(Input records Opens)

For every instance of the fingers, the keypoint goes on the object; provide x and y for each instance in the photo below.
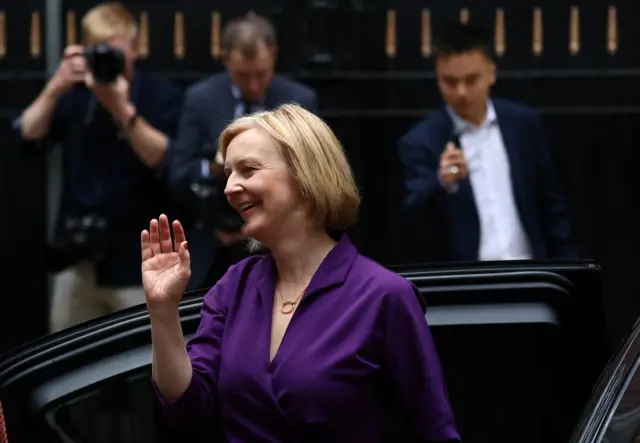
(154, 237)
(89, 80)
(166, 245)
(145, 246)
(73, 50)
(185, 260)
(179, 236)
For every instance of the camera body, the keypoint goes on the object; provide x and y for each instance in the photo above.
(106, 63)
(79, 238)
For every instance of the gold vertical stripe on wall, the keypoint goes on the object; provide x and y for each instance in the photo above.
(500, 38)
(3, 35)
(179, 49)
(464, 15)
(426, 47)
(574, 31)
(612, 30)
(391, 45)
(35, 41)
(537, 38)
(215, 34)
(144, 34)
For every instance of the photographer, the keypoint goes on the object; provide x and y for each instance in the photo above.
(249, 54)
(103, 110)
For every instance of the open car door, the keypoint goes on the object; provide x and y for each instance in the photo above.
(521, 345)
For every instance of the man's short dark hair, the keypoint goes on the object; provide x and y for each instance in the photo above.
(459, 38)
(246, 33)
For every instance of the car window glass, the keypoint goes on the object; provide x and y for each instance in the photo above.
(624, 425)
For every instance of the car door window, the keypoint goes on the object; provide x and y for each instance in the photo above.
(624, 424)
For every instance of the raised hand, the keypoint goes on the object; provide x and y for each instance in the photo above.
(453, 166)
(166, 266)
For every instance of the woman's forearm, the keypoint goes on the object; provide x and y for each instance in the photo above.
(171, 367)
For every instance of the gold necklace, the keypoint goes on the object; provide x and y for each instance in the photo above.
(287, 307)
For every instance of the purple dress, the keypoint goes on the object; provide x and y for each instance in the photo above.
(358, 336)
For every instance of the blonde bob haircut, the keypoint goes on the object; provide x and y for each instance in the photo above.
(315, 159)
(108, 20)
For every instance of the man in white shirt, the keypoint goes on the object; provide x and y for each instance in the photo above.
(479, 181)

(Input records Closes)

▶ _What you should do_:
In the entries, find the line containing "For every instance of the blonde" and output it and all remaining lines exactly.

▶ _Problem solution_:
For every instance of the blonde bob haircut, the keypoint goes on the object; provide x and y for each instance in the photo above.
(315, 159)
(108, 20)
For every instance of the man in white shirt, the keypoint goes on the object; provide x and y for each instance in the photo above.
(479, 181)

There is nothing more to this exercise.